GOAL OF THE EXERCISE. Reproduce the items word for word, beginning with the line that contains "Target: plant stem" and continuing through the final line of the items.

═══ ROWS ═══

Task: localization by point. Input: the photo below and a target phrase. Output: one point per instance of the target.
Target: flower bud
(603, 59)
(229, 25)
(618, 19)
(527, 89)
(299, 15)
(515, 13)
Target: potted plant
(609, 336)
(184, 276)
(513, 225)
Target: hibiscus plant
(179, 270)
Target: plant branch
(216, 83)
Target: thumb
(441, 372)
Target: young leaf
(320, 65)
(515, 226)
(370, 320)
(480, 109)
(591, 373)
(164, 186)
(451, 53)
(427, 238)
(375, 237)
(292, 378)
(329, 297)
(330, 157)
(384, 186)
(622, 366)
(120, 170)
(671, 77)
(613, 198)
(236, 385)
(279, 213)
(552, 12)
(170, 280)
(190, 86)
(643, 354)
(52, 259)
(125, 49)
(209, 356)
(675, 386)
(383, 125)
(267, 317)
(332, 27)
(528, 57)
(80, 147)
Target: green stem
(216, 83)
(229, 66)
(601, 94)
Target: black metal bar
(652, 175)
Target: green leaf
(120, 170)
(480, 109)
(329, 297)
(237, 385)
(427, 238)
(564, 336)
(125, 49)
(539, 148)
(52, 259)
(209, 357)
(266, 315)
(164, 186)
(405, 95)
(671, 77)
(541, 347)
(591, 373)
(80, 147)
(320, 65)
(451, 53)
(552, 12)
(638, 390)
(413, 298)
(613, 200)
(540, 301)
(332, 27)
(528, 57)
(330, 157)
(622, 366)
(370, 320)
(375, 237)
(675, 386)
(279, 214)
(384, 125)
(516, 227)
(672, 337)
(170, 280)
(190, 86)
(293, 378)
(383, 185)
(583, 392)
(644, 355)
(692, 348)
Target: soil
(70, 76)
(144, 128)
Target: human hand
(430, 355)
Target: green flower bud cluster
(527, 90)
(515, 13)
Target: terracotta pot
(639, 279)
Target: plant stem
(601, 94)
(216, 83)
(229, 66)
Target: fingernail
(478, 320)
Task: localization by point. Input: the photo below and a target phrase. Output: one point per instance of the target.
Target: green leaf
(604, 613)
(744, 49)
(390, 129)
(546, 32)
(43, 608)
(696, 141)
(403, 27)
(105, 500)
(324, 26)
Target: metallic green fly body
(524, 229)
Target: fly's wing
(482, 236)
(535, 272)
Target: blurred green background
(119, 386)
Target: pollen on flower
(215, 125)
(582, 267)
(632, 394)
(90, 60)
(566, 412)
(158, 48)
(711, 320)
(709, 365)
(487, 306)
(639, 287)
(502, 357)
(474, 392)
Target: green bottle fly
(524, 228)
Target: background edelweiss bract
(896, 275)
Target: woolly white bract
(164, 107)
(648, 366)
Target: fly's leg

═══

SOLUTION BELOW.
Target: plant stem
(601, 94)
(216, 83)
(229, 66)
Target: fingernail
(478, 320)
Task: localization by point. Input: the photo below and a target phrase. Output: one point per instance of the target.
Target: green leaf
(604, 613)
(744, 49)
(390, 129)
(546, 32)
(43, 608)
(696, 141)
(403, 27)
(105, 500)
(324, 26)
Target: metallic green fly body
(524, 229)
Target: fly's wing
(482, 236)
(535, 272)
Target: blurred green background
(119, 386)
Target: pollen on flower
(215, 125)
(582, 267)
(632, 394)
(90, 60)
(566, 412)
(158, 48)
(711, 320)
(709, 365)
(487, 306)
(639, 287)
(502, 357)
(474, 392)
Target: green bottle fly
(524, 228)
Target: background edelweiss bract
(896, 275)
Target: woolly white bract
(164, 107)
(648, 366)
Target: fly's leg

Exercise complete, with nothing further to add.